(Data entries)
- - -

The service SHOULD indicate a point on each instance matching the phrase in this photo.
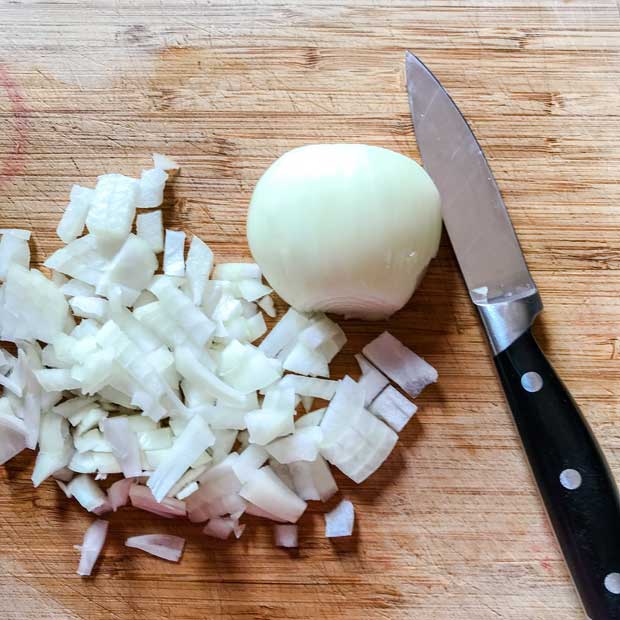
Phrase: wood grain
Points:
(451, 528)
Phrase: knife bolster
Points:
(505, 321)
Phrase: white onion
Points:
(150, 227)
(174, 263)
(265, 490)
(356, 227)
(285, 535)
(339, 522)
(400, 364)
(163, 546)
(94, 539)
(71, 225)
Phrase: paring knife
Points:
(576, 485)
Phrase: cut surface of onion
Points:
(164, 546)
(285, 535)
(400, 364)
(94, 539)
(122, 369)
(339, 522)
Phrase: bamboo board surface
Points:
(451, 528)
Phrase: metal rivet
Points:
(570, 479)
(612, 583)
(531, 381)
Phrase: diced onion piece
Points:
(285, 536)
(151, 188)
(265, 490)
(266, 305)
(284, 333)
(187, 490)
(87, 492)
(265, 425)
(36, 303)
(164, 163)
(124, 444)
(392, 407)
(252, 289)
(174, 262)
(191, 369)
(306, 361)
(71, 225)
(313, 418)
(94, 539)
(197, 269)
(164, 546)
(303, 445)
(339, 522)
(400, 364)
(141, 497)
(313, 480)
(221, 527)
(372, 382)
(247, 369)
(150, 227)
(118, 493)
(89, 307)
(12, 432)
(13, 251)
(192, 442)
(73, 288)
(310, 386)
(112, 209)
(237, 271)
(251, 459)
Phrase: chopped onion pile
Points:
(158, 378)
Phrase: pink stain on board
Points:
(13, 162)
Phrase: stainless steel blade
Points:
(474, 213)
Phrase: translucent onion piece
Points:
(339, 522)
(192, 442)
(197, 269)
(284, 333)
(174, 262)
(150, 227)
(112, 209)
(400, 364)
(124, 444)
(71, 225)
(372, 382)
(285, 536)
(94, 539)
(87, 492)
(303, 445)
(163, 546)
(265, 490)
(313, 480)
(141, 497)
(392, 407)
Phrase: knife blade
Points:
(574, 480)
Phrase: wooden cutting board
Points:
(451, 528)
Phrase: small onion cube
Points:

- - -

Exercise goal. Output the line holding "Phrase: knife bolster", then every later line through the end of the records above, exactly as given and nothing else.

Exercise output.
Phrase: knife bolster
Points:
(505, 321)
Phrase: white onion
Points:
(150, 227)
(174, 263)
(265, 490)
(356, 227)
(285, 535)
(339, 522)
(400, 364)
(163, 546)
(94, 539)
(71, 225)
Phrase: paring knife
Points:
(576, 485)
Phrase: cut surface of onion
Points:
(164, 546)
(285, 535)
(400, 364)
(94, 539)
(122, 369)
(339, 522)
Phrase: bamboo board surface
Points:
(451, 528)
Phrase: metal rivet
Points:
(570, 479)
(612, 583)
(531, 381)
Phrase: diced onion piece
Points:
(285, 536)
(151, 188)
(265, 490)
(266, 305)
(284, 333)
(187, 490)
(87, 492)
(265, 425)
(36, 303)
(164, 163)
(124, 444)
(392, 407)
(252, 289)
(174, 262)
(191, 369)
(306, 361)
(71, 225)
(313, 418)
(94, 539)
(197, 269)
(164, 546)
(303, 445)
(339, 522)
(400, 364)
(141, 497)
(313, 480)
(221, 527)
(372, 382)
(247, 369)
(150, 227)
(118, 493)
(89, 307)
(12, 432)
(13, 251)
(192, 442)
(73, 288)
(310, 386)
(112, 209)
(237, 271)
(251, 459)
Phrase: chopped onion pile
Points:
(158, 378)
Phrase: pink stain on board
Points:
(13, 162)
Phrase: stainless steel blade
Points:
(474, 213)
Phrase: translucent onion piece
Points:
(339, 522)
(192, 442)
(197, 269)
(284, 333)
(174, 262)
(150, 227)
(112, 209)
(400, 364)
(124, 444)
(71, 225)
(372, 382)
(285, 536)
(94, 539)
(87, 492)
(303, 445)
(163, 546)
(265, 490)
(313, 480)
(141, 497)
(392, 407)
Phrase: knife blade
Points:
(574, 480)
Phrase: wooden cutting board
Points:
(451, 528)
Phrase: small onion cube
Points:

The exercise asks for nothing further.